* DOCUMENT SECTION
= = = =

= Process optimization =

Series of actions for bettering effective usage

Process optimization is the discipline of adjusting a process so as to make the best or most effective use of some specified set of parameters without violating some constraint. Common goals are minimizing cost and maximizing throughput and/or efficiency. Process optimization is one of the major quantitative tools in industrial decision making.

When optimizing a process, the goal is to maximize one or more of the process specifications, while keeping all others within their constraints. This can be done by using a process mining tool, discovering the critical activities and bottlenecks, and acting only on them.

== Areas ==
Fundamentally, there are three parameters that can be adjusted to affect optimal performance. They are:

- Equipment optimization

The first step is to verify that the existing equipment is being used to its fullest advantage by examining operating data to identify equipment bottlenecks.

- Operating procedures

Operating procedures may vary widely from person to person or from shift to shift. Automation of the plant can help significantly. But automation will be of no help if the operators take control and run the plant manually.

- Control optimization

In a typical processing plant, such as a chemical plant or oil refinery, there are hundreds or even thousands of control loops. Each control loop is responsible for controlling one part of the process, such as maintaining a temperature, level, or flow.

If the control loop is not properly designed and tuned, the process runs below its optimum. The process will be more expensive to operate, and equipment will wear out prematurely. For each control loop to run optimally, identification of sensor, valve, and tuning problems is important. It has been well documented that over 35% of control loops typically have problems.

The process of continuously monitoring and optimizing the entire plant is sometimes called performance supervision.

== Advanced control and real-time optimization ==

Advanced process control methods can effectively utilize multiple process variables and constraints rather than treating each control loop separately. Model predictive control, for example, uses a dynamic process model to predict process behavior and to determine optimized control actions within defined operating limits.

Real-time optimization generally operates above the basic regulatory control layer. It uses real-time process measurements, digital twin models, operating constraints and an economic objective to calculate improved operating targets. These targets may be then downloaded to advanced control system or presented to plant operators.

= = = =

* DATA SECTION
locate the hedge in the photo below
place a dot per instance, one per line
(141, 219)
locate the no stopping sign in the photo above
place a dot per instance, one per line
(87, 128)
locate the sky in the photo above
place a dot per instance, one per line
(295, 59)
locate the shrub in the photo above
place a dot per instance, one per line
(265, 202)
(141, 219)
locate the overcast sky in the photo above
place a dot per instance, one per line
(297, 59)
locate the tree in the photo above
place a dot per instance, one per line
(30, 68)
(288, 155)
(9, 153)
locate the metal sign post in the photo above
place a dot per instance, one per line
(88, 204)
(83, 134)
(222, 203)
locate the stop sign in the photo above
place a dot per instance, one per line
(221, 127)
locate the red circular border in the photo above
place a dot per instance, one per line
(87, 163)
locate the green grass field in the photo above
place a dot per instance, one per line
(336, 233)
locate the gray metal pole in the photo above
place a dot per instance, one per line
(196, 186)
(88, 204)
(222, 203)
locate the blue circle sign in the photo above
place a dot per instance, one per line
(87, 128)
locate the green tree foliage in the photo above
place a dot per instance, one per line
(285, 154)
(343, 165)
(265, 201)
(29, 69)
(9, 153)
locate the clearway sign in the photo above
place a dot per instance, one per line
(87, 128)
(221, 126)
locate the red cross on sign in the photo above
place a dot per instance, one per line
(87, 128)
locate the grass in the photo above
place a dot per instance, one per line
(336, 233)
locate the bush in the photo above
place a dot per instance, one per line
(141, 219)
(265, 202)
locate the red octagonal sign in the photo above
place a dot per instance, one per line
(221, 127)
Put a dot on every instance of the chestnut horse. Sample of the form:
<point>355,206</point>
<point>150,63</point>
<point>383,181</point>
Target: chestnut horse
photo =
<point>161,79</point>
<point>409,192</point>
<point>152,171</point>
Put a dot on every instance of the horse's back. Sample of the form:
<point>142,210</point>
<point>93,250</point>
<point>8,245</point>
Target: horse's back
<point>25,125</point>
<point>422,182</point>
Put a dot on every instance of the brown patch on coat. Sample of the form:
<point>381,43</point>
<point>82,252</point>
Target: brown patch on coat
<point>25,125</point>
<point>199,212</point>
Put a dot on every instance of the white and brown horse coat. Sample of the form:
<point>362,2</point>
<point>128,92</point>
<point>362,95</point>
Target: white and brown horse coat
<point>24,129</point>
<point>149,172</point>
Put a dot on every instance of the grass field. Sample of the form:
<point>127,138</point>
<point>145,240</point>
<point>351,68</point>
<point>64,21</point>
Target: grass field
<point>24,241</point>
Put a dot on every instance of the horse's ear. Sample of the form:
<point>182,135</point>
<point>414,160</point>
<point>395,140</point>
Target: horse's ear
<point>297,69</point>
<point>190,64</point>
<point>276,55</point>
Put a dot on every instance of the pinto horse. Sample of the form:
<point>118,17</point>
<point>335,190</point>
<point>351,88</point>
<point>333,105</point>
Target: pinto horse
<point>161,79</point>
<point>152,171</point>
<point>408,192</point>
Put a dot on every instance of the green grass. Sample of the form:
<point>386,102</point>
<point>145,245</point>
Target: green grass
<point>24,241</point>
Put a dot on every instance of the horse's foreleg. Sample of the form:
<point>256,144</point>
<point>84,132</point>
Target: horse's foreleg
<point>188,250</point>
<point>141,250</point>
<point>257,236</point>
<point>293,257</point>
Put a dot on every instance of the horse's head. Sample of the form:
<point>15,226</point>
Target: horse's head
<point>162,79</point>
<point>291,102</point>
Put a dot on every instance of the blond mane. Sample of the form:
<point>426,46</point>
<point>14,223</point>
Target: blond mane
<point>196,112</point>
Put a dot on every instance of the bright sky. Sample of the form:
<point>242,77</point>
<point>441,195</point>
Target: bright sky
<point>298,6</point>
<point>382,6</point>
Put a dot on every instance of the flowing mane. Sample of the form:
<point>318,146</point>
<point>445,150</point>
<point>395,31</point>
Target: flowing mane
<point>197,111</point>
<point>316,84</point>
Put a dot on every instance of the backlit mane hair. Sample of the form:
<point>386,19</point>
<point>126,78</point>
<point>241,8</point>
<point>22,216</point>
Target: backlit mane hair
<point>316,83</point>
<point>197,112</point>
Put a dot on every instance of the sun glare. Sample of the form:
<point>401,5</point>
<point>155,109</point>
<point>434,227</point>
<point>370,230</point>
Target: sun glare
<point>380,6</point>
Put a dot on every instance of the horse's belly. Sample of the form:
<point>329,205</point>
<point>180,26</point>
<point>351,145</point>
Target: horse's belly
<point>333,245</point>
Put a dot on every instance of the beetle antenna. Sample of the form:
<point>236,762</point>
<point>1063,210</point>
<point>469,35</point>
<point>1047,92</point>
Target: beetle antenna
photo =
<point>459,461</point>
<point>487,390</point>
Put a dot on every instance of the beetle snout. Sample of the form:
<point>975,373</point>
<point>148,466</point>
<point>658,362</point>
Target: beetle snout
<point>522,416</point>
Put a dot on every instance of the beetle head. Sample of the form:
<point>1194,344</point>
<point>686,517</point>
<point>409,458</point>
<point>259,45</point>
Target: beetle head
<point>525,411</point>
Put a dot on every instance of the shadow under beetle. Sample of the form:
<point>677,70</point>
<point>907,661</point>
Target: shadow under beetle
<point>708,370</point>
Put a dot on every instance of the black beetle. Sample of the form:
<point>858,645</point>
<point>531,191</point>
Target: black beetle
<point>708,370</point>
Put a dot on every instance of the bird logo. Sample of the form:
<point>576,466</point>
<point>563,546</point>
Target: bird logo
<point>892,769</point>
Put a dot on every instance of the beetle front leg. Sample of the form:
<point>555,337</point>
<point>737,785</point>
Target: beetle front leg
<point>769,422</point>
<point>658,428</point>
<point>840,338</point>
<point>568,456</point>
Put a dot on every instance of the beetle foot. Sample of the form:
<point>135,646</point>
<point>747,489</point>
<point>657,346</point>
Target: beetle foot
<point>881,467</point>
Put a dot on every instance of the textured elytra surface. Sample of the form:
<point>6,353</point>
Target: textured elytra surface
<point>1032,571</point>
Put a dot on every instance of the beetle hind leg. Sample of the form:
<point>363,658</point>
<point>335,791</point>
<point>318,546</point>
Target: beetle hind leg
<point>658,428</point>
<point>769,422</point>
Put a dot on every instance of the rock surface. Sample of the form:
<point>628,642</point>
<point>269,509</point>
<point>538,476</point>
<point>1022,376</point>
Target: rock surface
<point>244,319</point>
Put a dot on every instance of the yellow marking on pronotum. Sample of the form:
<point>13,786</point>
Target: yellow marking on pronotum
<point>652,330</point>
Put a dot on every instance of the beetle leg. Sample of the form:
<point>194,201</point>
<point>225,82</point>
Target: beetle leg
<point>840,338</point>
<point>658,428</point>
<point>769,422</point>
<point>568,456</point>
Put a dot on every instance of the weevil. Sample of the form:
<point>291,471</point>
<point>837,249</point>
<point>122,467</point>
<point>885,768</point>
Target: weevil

= = = =

* OBJECTIVE
Pick up the process optimization text after its final sentence and keep writing.

* RESULT FOR THIS EXERCISE
The accuracy of an optimization result depends on the quality of the measurements and on how closely the model represents the actual plant. Changes in feed composition, equipment condition, instrument performance or operating mode can cause differences between predicted and actual process behavior.

== Process measurements and online analysis ==

Process optimization commonly uses measurements such as temperature, pressure, flow, level, physical properties and chemical composition. In chemical plants and oil refineries, on-line process analyzers provide continuous real-time measurements of process streams, enabling physical properties and chemical composition parameters that are traditionally determined by laboratory analysis to be monitored continuously and used directly for process control and optimization.

Where a property cannot be measured continuously, a soft sensor may estimate it from other available process measurements. Soft sensors can use physical models, statistical relationships or machine-learning methods. Their accuracy may decrease when process conditions move outside the range, which was included in the mathematical model.

Online measurements can reduce the delay between a process change and the availability of quality information. Their usefulness depends on correct installation, calibration, maintenance, response time and whether the measured sample is truly representative.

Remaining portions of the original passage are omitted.